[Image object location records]

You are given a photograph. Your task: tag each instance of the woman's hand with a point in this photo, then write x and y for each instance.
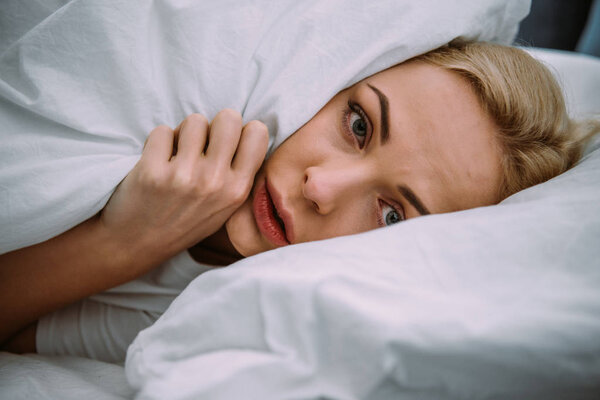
(188, 182)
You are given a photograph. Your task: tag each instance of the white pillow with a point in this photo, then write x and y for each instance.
(497, 302)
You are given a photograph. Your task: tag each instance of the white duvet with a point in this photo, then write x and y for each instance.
(493, 303)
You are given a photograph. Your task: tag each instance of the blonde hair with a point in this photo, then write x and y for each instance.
(522, 96)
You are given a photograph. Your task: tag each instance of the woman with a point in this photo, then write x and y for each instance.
(463, 126)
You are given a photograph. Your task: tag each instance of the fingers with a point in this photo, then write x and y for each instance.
(159, 145)
(252, 148)
(193, 132)
(224, 137)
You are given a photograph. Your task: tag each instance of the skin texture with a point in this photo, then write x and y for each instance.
(441, 145)
(335, 176)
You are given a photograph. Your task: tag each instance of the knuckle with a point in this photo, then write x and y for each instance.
(152, 178)
(257, 127)
(214, 183)
(230, 114)
(197, 119)
(160, 130)
(182, 181)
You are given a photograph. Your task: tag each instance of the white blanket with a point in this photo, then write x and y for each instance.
(494, 303)
(83, 82)
(497, 302)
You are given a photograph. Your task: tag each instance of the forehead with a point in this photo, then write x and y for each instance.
(445, 140)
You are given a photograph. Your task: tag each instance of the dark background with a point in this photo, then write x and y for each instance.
(572, 25)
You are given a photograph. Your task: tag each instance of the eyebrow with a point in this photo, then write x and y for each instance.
(413, 199)
(384, 106)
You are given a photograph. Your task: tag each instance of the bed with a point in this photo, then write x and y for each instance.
(492, 303)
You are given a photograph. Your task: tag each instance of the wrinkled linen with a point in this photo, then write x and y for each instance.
(497, 302)
(83, 82)
(35, 377)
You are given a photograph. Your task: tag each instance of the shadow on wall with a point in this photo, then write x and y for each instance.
(572, 25)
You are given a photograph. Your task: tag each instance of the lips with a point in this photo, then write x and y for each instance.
(270, 223)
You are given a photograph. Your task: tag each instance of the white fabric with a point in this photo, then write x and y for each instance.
(498, 302)
(103, 326)
(35, 377)
(83, 82)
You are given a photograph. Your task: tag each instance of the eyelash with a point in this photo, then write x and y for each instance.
(354, 108)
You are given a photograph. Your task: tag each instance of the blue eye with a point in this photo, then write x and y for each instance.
(357, 124)
(389, 215)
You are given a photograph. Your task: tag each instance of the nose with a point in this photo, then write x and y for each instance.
(327, 187)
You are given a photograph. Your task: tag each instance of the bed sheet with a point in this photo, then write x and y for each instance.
(35, 377)
(498, 302)
(83, 82)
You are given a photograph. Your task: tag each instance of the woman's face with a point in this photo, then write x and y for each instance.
(409, 141)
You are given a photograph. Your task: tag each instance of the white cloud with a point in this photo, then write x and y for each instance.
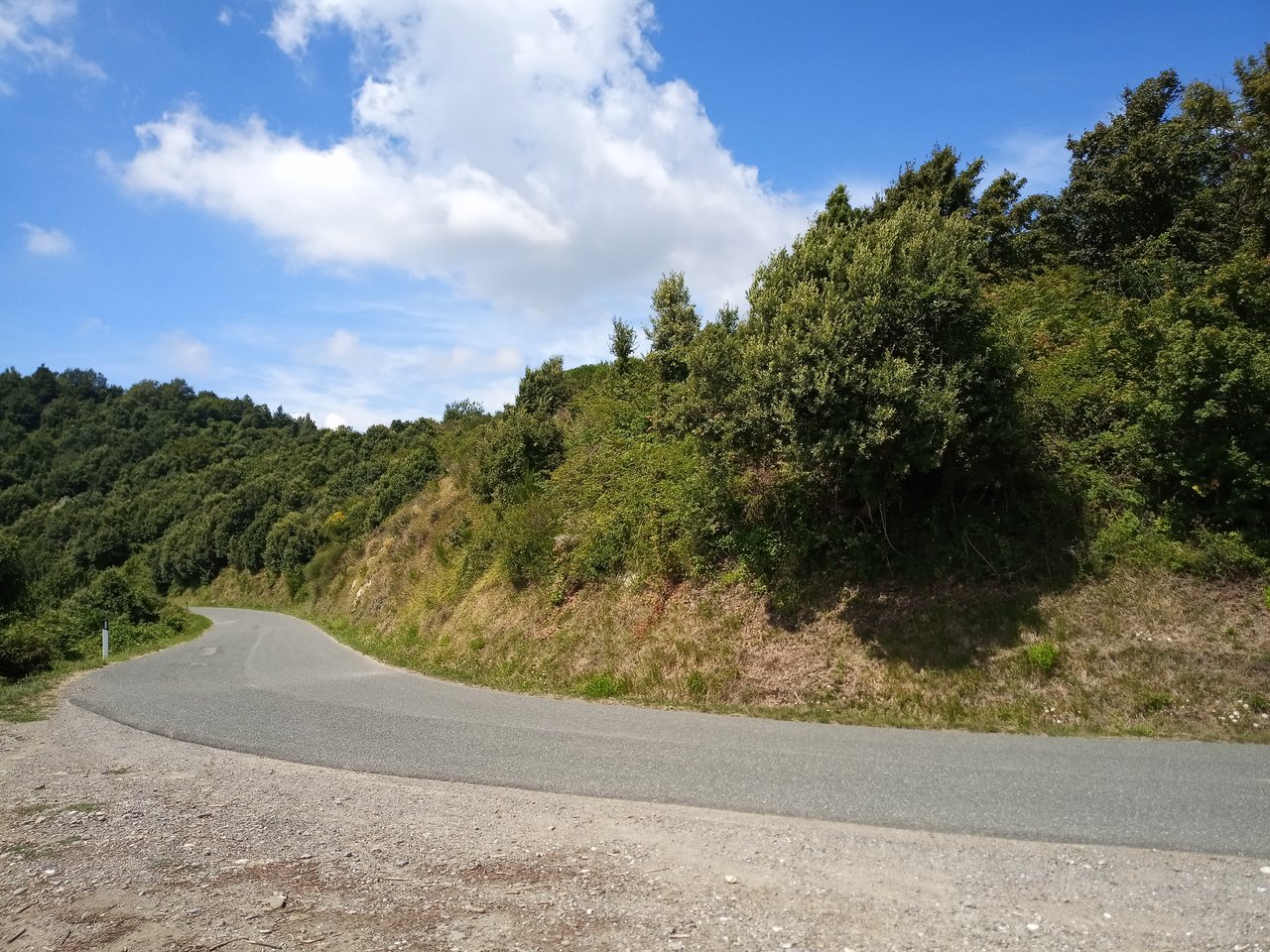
(49, 243)
(1043, 159)
(185, 354)
(35, 33)
(343, 380)
(518, 150)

Exercise objective:
Scale the stretch from the line containing "the woman's face" through the end of the records by giving every line again, requests included, with each coordinate in the answers multiplied by 1.5 and rounded to a whole number, halves rounded up. Leave the pictures out of your answer.

Solution to this problem:
You are given a photograph. Your task: tag each instance of the woman's face with a point in this photo, then write x and y for each instance.
(614, 212)
You are given a photograph. Your task: tag each instance of the white cloud with a point in this photo, then write x and y for each instance.
(74, 365)
(1565, 239)
(278, 531)
(53, 50)
(515, 570)
(777, 225)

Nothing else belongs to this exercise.